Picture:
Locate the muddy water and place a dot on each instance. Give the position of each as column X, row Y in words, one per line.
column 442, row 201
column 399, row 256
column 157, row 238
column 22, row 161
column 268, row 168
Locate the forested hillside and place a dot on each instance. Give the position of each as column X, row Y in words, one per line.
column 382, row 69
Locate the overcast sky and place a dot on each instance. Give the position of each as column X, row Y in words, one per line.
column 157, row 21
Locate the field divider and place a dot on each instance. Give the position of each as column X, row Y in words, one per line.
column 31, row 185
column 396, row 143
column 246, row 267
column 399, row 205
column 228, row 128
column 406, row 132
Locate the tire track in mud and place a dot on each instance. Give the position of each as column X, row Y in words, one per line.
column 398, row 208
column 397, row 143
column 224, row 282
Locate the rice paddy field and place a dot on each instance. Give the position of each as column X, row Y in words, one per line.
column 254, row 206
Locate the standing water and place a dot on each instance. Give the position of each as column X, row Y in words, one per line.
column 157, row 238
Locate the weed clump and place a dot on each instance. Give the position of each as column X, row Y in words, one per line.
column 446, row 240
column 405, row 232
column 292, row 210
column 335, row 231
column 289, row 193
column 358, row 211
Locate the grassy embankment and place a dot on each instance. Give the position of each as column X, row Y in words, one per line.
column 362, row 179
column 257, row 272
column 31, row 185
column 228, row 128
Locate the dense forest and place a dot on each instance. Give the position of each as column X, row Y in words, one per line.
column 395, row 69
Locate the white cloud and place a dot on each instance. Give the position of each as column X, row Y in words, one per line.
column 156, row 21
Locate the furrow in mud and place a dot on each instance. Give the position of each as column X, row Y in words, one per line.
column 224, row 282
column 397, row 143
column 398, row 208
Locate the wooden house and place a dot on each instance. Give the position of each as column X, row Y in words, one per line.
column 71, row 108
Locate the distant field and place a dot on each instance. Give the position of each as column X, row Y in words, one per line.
• • • • • • •
** About this exercise **
Extract every line from the one containing "Locate the grassy" to the end of the entries, including both of those lines, exactly as given and with nothing added.

** Your solution **
Locate the grassy embankment and place a dot on each instance. Give the position of each as column X, row Y in words, one per line.
column 362, row 179
column 257, row 272
column 31, row 185
column 228, row 128
Locate the dense forest and place a dot on each instance. Give the position of each as column X, row Y in words, one per line.
column 395, row 69
Locate the white cloud and place a dot on each instance. Give the position of each as column X, row Y in words, one per line.
column 156, row 21
Locate the furrow in mud and place a dot on each instance. Give the position of each as column X, row Y in words, one per line.
column 224, row 282
column 397, row 143
column 398, row 208
Locate the wooden house and place a dot on each instance. Give the position of each as column X, row Y in words, one per line.
column 71, row 108
Locate the distant field and place a dot on each instance. Give the position of each as column X, row Y in words, one per line.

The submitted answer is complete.